#### ACTIVITY:
Return each line of the data below that contains the string "canvas".

Saved entries:

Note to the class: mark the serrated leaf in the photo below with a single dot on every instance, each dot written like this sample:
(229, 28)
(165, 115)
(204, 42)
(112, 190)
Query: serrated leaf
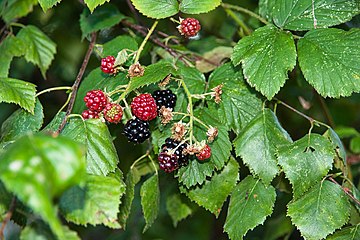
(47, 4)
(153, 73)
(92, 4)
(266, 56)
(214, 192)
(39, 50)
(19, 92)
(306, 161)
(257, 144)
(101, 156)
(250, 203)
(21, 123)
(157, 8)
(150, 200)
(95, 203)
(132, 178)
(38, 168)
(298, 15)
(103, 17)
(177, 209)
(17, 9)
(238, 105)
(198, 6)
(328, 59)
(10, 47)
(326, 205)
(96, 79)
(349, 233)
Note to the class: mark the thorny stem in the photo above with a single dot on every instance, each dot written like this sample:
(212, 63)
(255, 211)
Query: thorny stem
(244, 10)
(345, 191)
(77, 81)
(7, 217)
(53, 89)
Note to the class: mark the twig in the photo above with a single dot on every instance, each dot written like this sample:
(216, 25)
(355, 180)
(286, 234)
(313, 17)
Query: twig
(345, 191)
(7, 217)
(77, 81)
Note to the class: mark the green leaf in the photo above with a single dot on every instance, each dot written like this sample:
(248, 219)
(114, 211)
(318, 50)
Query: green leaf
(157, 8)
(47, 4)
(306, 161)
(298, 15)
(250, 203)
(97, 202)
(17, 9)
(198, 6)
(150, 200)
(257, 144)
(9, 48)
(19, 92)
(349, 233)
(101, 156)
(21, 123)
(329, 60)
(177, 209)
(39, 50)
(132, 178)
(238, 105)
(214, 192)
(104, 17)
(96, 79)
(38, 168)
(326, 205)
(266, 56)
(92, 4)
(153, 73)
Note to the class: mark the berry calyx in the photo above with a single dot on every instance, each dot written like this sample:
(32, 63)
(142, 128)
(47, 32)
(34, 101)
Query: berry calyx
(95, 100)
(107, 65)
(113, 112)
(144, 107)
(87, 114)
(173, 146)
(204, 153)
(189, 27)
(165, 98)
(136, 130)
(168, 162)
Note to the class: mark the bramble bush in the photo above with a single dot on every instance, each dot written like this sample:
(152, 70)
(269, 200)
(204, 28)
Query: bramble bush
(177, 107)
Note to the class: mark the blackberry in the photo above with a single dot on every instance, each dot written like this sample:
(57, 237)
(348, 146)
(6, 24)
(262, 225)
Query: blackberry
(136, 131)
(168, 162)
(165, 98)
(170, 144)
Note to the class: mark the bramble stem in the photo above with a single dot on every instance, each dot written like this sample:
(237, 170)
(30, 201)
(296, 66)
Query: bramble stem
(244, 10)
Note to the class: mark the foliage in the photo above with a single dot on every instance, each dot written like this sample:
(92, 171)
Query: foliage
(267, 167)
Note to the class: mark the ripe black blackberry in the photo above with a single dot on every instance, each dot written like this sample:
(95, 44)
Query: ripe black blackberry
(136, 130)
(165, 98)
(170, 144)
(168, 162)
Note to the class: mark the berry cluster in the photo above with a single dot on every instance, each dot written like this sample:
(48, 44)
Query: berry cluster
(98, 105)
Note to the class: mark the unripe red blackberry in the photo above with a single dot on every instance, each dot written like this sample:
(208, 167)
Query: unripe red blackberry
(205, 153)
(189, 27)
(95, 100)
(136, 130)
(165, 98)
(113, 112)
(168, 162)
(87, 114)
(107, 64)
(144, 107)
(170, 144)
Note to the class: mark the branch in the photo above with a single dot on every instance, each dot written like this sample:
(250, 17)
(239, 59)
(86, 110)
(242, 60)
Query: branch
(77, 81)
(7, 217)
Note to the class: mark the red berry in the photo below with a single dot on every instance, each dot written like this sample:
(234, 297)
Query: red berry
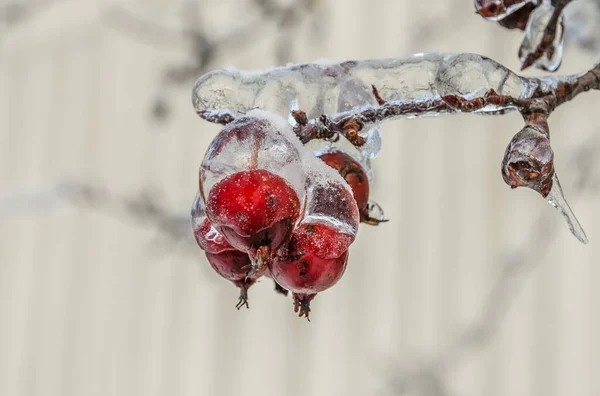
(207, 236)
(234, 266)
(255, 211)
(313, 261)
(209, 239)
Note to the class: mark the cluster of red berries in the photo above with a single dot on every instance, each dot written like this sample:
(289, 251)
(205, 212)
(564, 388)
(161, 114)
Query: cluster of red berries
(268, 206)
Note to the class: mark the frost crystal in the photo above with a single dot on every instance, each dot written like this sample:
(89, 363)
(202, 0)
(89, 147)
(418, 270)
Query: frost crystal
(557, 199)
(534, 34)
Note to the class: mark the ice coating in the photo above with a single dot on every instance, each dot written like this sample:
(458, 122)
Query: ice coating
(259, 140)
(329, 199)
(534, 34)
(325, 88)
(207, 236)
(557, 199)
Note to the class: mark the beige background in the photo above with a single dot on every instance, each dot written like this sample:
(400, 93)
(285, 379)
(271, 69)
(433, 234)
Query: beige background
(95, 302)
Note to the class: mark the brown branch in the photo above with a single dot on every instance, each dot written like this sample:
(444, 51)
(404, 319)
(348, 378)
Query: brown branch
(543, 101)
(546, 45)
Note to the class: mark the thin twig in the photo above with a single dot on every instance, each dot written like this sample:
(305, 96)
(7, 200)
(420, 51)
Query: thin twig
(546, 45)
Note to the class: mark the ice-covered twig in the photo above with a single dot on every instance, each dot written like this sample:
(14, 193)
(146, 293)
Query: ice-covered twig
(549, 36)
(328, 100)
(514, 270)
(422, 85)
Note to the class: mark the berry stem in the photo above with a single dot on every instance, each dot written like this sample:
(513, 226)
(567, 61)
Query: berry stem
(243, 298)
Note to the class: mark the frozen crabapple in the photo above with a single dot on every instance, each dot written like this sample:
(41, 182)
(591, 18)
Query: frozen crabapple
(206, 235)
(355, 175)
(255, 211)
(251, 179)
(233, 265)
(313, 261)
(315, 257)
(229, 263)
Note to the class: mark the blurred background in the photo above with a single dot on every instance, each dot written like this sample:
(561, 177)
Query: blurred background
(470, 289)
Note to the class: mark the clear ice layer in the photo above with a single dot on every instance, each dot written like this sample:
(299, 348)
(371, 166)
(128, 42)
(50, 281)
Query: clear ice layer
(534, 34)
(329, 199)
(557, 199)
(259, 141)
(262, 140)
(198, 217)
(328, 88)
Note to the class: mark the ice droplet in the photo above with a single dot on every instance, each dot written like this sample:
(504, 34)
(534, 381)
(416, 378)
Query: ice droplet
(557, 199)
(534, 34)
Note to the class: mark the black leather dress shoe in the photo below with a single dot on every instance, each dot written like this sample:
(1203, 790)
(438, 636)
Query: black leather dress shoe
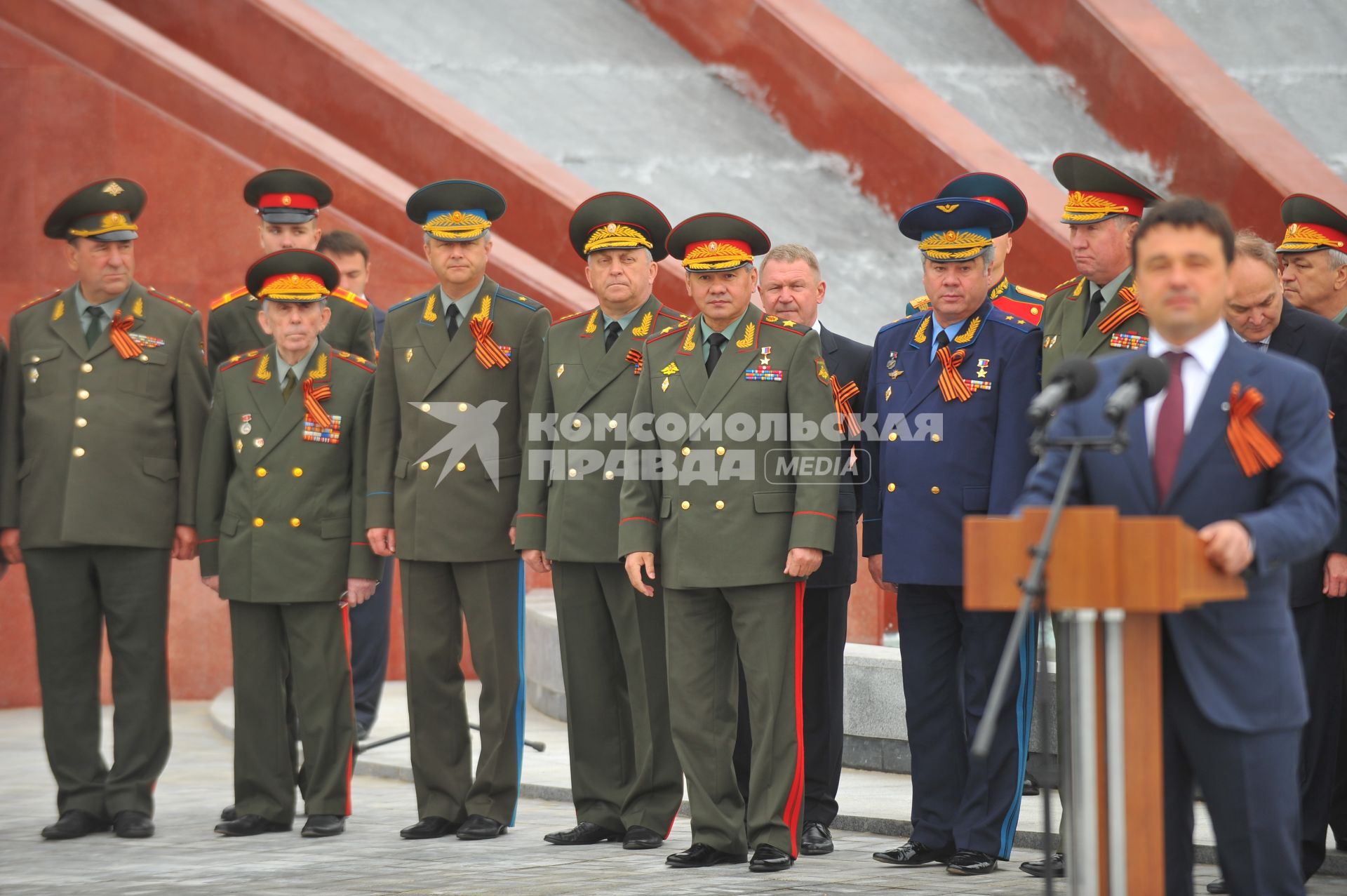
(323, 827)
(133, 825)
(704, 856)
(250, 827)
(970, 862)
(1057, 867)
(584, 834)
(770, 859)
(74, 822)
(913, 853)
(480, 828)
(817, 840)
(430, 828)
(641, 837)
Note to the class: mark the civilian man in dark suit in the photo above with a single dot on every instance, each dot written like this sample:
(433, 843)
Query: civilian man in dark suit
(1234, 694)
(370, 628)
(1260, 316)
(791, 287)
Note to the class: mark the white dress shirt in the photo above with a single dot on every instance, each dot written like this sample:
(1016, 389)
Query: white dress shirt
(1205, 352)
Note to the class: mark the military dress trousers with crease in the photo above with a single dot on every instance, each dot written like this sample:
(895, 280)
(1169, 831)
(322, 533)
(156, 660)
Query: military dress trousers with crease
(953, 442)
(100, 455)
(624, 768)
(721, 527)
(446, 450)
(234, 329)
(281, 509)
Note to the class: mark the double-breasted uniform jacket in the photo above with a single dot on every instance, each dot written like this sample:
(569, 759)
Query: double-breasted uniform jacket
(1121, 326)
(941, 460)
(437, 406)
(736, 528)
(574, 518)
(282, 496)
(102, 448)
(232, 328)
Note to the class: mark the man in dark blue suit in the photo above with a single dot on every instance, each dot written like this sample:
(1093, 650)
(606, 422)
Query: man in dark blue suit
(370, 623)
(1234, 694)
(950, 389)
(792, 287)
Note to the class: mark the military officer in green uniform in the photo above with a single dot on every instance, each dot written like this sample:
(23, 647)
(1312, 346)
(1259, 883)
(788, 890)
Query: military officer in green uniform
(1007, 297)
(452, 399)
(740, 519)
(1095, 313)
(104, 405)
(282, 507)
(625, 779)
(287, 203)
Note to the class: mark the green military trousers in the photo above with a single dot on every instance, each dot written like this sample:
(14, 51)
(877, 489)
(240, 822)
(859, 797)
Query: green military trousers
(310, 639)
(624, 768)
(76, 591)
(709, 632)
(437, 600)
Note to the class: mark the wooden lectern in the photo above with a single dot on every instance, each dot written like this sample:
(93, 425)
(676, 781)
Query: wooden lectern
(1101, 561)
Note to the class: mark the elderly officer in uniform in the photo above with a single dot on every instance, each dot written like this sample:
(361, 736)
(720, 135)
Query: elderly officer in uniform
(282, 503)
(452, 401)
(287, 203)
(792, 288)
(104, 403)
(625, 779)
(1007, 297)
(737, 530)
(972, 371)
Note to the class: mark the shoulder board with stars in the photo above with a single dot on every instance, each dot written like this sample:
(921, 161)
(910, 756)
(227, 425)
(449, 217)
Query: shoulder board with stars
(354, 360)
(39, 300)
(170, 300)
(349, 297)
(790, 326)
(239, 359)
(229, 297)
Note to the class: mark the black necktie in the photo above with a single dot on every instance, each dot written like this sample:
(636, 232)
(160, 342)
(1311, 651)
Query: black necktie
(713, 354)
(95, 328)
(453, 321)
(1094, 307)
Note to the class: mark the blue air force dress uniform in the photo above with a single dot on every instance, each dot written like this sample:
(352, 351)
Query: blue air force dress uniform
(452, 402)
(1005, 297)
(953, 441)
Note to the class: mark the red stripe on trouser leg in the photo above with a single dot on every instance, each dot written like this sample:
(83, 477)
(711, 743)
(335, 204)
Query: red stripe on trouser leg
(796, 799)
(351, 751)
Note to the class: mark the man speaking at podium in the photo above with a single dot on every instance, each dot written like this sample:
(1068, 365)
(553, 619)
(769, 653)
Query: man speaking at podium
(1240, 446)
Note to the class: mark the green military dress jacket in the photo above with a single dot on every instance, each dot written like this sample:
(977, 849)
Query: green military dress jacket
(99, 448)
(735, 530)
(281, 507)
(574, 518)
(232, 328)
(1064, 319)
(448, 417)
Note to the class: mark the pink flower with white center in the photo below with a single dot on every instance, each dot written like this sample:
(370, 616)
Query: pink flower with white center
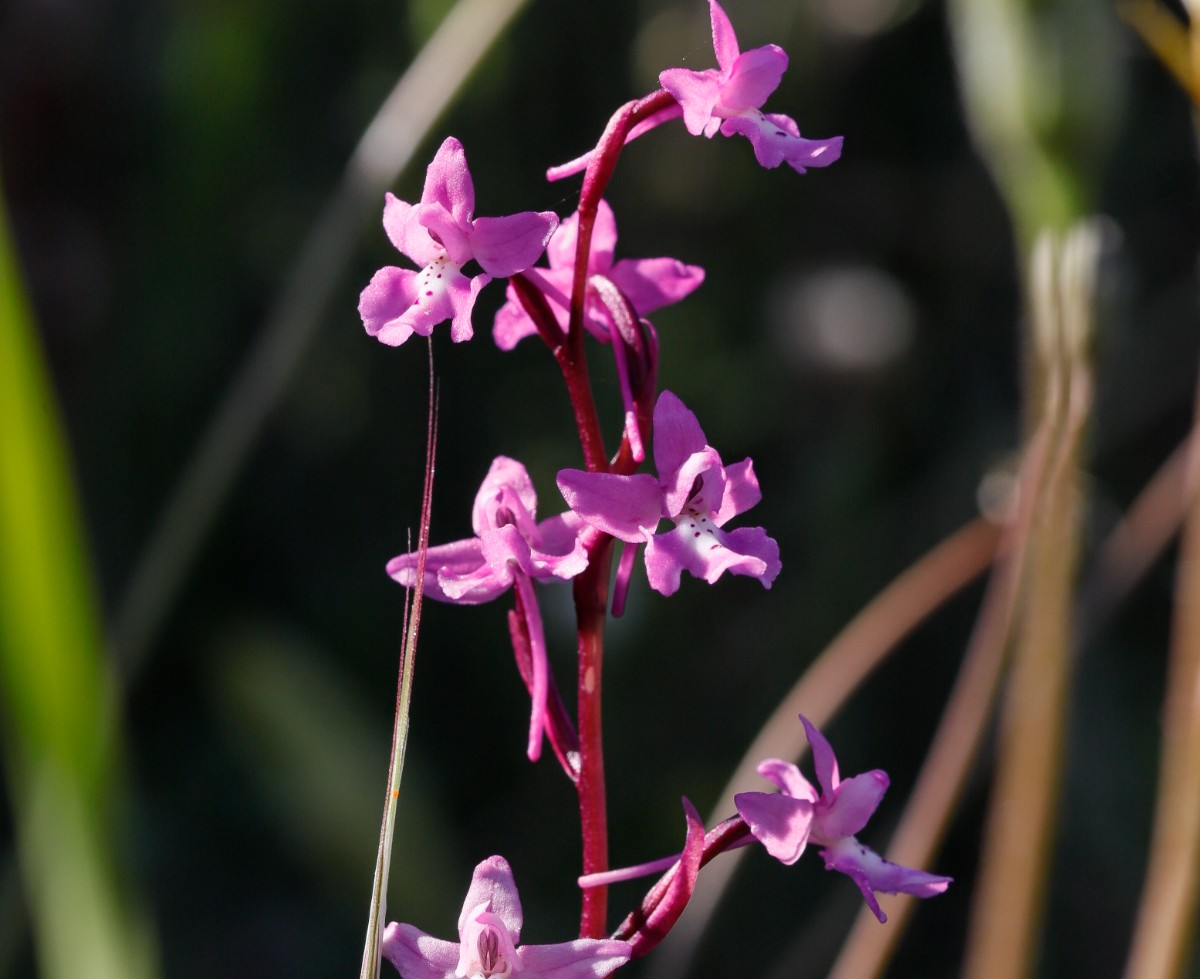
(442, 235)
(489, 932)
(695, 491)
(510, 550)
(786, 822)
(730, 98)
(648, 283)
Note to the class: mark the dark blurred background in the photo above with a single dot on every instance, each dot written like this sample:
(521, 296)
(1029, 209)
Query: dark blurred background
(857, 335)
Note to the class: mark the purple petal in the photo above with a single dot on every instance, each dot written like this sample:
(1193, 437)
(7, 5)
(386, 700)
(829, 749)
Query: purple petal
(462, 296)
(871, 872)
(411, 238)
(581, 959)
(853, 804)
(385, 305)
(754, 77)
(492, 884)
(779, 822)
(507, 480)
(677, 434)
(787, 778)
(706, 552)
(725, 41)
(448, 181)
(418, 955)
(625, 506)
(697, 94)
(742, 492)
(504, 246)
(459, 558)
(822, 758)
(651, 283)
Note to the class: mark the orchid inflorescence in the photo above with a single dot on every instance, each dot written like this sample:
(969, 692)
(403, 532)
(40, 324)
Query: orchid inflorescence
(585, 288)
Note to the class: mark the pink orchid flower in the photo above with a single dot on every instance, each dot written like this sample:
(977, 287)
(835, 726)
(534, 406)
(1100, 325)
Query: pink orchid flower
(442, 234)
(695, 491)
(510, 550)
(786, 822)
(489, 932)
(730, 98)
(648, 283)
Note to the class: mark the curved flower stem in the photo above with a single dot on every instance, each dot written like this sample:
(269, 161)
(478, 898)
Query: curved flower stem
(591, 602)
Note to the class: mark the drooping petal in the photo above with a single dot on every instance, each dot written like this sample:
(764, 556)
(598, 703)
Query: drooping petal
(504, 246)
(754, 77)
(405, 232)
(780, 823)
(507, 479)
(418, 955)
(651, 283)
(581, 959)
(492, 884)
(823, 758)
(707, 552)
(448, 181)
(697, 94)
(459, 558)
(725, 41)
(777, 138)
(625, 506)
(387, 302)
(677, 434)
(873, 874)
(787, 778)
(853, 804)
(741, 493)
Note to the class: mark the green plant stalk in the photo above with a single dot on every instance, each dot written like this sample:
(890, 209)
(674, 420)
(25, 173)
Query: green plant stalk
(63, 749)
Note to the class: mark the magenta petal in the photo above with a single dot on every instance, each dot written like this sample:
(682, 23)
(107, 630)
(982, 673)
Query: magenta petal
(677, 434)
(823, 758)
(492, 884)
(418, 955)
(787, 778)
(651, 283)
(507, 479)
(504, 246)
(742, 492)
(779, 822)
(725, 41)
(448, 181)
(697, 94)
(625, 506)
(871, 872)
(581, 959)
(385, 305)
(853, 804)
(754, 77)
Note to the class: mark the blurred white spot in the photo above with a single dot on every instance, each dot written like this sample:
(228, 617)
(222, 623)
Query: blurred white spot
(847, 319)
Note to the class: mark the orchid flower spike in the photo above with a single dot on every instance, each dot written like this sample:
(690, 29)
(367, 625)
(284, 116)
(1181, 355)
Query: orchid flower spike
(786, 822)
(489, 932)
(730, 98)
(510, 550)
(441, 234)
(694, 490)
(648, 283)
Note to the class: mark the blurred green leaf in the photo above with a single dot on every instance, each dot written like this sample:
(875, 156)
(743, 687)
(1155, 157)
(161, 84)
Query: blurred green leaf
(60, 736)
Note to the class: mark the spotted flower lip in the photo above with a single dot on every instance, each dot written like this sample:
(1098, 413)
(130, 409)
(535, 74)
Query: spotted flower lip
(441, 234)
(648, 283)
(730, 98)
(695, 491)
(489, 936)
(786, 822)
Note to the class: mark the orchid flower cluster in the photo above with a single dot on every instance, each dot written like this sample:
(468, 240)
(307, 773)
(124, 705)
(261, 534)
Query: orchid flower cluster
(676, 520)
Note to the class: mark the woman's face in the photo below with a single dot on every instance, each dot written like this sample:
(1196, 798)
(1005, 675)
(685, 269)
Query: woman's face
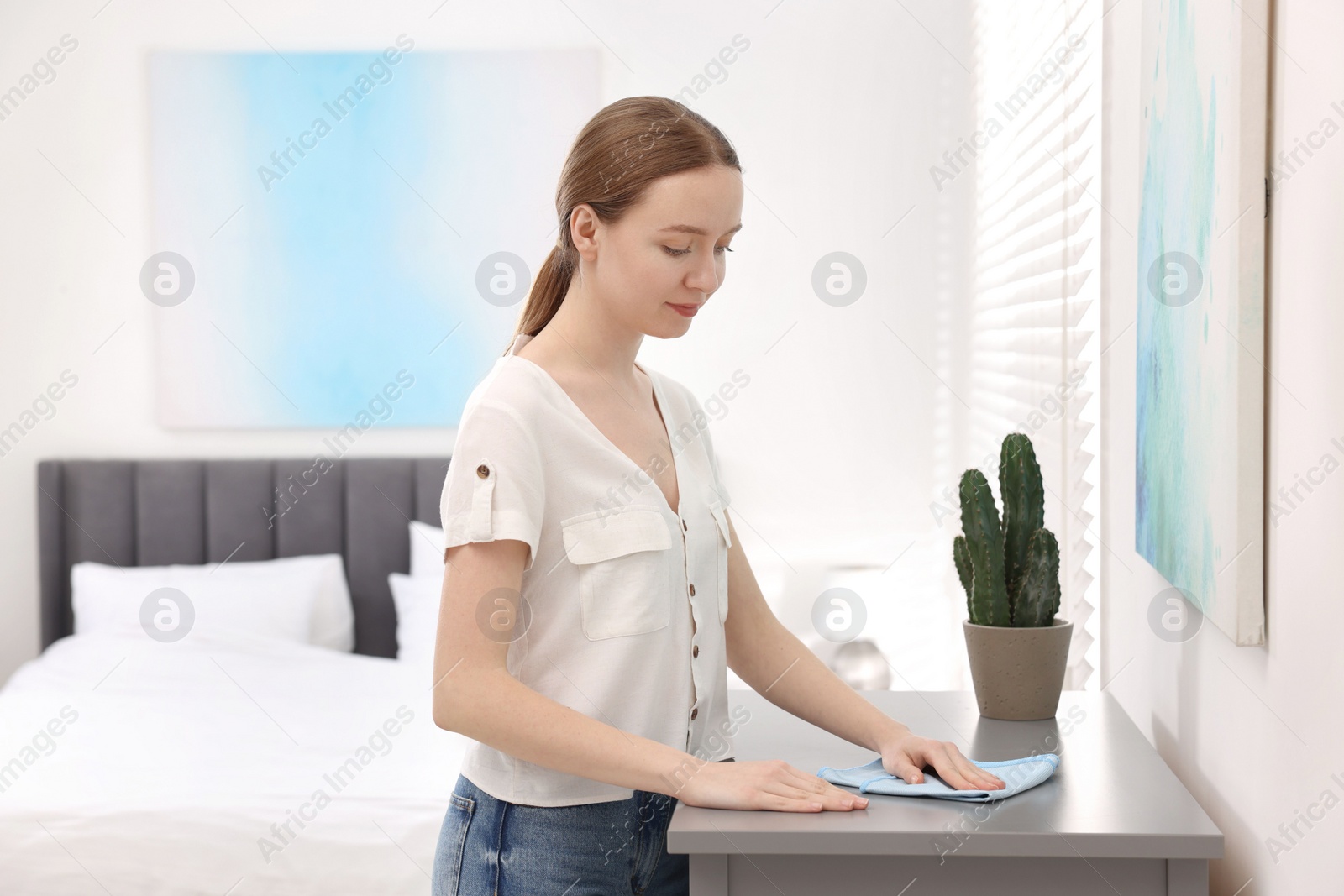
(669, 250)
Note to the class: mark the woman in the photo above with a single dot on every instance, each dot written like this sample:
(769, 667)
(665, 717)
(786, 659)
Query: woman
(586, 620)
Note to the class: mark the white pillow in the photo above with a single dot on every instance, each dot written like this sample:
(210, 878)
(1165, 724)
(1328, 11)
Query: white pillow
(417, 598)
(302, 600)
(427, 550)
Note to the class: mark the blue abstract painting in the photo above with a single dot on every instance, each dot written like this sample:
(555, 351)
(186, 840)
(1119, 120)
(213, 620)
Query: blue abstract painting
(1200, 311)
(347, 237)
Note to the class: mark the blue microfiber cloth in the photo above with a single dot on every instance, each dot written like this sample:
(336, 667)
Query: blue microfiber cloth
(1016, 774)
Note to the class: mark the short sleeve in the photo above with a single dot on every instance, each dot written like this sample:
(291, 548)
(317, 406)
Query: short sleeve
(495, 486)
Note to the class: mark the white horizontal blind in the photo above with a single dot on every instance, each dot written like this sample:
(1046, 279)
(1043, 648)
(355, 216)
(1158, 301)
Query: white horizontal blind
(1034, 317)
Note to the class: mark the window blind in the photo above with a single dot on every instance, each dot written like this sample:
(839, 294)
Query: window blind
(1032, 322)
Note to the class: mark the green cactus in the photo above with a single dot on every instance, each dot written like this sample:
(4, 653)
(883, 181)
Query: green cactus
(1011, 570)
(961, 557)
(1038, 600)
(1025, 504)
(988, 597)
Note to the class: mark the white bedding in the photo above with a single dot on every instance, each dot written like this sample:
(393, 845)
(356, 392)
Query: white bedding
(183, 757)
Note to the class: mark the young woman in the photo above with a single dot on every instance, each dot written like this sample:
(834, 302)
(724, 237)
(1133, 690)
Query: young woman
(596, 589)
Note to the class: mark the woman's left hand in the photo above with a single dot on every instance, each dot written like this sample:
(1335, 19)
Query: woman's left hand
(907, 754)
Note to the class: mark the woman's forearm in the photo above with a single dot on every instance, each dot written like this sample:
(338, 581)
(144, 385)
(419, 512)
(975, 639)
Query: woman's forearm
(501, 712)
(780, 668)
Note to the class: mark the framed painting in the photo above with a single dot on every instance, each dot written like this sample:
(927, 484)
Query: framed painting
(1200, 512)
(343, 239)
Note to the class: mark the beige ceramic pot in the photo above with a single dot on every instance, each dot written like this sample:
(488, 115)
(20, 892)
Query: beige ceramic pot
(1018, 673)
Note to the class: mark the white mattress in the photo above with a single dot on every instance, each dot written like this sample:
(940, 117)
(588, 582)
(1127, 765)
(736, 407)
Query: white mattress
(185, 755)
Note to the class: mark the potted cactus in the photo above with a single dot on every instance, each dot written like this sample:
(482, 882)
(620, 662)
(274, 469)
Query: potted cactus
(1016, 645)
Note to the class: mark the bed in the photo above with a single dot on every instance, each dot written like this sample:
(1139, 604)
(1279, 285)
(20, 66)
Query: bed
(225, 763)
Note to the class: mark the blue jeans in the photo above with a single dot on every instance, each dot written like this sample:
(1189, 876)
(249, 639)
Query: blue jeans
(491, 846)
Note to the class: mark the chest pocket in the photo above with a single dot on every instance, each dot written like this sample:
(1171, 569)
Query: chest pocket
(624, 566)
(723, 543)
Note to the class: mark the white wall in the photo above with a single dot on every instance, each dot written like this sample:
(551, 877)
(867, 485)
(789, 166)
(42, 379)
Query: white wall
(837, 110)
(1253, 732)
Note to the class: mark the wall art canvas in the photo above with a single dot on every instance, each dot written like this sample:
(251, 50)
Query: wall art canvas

#### RESPONSE:
Note to the class: mark the wall art canvas in the photo above with a single dot on every instance, each dot written like this sample:
Query: wall art canvas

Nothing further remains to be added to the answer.